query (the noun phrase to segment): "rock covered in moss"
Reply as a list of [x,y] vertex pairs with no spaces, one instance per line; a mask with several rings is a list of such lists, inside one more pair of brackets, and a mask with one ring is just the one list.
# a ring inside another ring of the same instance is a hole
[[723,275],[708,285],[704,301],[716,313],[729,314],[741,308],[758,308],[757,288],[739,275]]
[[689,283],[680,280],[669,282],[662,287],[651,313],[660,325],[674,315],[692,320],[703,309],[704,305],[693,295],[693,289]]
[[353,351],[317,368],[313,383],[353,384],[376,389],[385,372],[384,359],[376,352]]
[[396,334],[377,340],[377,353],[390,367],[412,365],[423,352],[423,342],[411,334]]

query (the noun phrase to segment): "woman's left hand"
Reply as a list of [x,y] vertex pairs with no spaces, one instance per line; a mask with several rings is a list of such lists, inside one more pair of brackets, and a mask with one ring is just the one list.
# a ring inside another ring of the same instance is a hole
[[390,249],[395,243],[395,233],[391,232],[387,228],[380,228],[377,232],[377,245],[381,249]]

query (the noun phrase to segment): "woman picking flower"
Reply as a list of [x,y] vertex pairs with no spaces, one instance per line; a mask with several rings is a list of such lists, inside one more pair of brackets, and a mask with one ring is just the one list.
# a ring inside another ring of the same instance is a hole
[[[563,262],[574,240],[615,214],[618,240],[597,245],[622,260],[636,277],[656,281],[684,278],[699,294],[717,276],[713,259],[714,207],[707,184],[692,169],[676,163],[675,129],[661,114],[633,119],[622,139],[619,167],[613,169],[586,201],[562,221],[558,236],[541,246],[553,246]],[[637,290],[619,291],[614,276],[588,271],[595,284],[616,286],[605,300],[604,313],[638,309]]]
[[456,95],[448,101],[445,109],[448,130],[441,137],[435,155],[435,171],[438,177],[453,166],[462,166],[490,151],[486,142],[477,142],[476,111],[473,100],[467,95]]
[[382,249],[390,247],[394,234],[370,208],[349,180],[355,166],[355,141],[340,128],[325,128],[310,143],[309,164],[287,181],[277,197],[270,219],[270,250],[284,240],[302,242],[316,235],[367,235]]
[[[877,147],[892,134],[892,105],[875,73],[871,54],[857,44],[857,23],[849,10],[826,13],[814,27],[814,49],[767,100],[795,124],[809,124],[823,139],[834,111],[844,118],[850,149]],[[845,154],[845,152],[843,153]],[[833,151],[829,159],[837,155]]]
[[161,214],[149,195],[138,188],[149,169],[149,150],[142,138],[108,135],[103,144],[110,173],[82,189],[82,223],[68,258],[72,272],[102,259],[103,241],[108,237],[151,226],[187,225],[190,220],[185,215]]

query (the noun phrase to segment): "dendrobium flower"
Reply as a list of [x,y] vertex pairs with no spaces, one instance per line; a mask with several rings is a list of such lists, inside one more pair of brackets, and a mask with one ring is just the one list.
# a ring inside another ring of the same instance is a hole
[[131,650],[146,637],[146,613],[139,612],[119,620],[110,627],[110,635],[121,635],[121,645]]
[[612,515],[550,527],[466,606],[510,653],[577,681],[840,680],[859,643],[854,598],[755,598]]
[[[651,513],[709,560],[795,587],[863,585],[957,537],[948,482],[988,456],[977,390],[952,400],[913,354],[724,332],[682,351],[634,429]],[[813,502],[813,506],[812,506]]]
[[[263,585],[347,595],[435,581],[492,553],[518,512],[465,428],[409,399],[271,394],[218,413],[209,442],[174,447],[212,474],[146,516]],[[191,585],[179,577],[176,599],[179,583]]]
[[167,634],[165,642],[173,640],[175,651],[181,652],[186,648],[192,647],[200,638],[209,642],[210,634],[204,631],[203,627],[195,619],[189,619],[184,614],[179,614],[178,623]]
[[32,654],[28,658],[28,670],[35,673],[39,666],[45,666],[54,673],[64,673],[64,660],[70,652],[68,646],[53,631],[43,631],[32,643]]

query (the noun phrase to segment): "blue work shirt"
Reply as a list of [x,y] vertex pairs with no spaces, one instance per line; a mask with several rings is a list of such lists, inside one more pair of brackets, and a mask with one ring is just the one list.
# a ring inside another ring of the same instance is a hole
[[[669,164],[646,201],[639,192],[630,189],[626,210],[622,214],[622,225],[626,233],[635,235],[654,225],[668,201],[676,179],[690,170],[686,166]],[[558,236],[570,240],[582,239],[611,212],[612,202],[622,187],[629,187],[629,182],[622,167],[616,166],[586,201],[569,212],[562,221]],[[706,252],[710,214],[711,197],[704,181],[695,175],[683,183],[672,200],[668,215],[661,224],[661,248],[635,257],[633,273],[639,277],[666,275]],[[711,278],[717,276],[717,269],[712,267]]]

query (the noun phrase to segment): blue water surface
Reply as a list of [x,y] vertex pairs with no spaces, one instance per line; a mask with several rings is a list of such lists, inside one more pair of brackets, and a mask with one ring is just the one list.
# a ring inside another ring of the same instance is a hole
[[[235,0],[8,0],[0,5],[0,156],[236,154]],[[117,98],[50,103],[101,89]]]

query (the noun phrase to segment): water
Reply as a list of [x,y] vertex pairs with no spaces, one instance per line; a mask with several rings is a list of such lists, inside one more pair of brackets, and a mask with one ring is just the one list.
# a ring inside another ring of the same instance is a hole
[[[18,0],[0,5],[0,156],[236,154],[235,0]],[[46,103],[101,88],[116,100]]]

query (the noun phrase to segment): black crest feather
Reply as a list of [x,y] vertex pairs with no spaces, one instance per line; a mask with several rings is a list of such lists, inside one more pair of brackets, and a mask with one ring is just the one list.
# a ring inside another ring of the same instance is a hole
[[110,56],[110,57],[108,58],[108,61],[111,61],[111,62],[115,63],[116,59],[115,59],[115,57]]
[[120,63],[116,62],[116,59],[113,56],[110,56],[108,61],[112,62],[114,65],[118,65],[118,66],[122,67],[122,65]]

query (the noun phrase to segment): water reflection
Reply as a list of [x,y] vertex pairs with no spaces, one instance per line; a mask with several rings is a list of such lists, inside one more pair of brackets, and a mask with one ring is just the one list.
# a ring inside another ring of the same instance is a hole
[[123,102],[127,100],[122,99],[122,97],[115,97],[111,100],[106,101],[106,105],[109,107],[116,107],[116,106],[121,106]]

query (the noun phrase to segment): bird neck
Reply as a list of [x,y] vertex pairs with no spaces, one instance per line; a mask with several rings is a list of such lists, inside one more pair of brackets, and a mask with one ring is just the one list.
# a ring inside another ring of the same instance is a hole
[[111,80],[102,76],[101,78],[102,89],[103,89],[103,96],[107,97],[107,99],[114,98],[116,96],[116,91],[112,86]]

= BRIEF =
Each line above that has the word "blue" must be copied.

= TASK RESULT =
query (the noun phrase to segment): "blue work shirt"
query (the noun phrase to segment): blue water surface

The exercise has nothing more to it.